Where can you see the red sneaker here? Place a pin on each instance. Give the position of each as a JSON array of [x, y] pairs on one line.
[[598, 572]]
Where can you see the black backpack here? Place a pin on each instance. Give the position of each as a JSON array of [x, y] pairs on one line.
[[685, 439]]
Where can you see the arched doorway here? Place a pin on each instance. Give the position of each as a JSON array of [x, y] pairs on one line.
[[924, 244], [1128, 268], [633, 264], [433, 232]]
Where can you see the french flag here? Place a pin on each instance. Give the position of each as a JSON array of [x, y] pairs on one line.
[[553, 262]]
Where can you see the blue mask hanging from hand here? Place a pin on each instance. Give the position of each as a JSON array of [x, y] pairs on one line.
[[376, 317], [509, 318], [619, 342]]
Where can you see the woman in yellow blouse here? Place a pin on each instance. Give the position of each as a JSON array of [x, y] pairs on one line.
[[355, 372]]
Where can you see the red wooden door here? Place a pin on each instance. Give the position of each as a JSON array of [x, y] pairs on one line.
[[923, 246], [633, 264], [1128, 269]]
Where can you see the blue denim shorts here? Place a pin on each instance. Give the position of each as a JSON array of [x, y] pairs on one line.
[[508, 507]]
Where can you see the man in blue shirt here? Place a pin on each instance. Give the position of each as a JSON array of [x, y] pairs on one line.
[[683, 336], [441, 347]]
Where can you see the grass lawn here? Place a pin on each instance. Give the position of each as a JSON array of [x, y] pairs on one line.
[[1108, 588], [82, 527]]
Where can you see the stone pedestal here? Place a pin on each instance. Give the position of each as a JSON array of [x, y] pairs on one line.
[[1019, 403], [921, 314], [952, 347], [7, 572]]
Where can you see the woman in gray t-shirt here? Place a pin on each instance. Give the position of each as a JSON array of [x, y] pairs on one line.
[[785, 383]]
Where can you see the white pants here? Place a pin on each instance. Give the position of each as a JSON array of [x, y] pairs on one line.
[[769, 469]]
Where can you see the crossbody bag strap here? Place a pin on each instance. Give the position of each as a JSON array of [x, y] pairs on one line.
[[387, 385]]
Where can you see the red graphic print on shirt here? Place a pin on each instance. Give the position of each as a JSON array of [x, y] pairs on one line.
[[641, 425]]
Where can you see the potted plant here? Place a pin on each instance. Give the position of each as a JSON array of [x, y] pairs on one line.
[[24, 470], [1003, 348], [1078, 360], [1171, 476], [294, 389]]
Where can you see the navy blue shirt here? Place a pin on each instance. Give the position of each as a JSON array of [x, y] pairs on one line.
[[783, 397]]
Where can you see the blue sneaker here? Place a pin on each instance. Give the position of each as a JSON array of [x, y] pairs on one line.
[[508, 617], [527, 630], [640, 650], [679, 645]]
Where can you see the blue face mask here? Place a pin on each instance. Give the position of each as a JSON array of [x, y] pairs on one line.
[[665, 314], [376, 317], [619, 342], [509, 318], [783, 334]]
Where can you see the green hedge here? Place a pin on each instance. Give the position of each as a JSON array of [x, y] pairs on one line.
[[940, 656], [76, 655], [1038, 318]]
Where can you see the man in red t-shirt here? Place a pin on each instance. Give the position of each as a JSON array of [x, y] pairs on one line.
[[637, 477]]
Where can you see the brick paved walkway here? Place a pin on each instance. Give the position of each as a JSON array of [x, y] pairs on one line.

* * * * * * * * *

### Aim of the task:
Rewrite the entries from the line containing "Where can you see the red graphic" through the end of the entries, both ends included, and keep every request. Shift each x and y coordinate in the answers up by 74.

### Result:
Where can you see the red graphic print on shirt here? Place a pin on each instance. Give the position of each as a JSON array of [x, y] pairs on one line.
[[715, 499]]
Where can you see the potted plant here? Place a pin on each instance. Give the position of each as a JSON array of [x, y] pairs on one line.
[[98, 544], [1077, 422], [1152, 434], [1245, 550], [368, 463]]
Where can you see the navy blue shirt here? Place a pin on each instance. Give the position of each as a JSON array of [x, y] pairs on one line.
[[857, 471]]
Where can you see the blue sneaker here? Place a pin on each instance. Give the position of each as a JSON array of [x, y] pairs on one line.
[[582, 691], [601, 704], [714, 724], [753, 719]]
Where can you see the blue face mask here? Place a pin on each instance. Give the position of each as a JSON array of [x, y] pairs on one line.
[[739, 388], [450, 391], [693, 416], [583, 392], [857, 408]]
Where can you see the green hedge here? Place a pin on each instance. Give the position of each as a JSON array of [x, y] pairs on one line.
[[1014, 730], [150, 729], [1112, 392]]
Where can you see the man in red t-shirt here? Place a pin on each instance. Give the position of each as a JSON array of [x, y] pairs on one line.
[[711, 551]]
Where can you see the brick paved walkway here? Place a pin on each instance. Give the position of each as a JSON array of [x, y] pairs on one line.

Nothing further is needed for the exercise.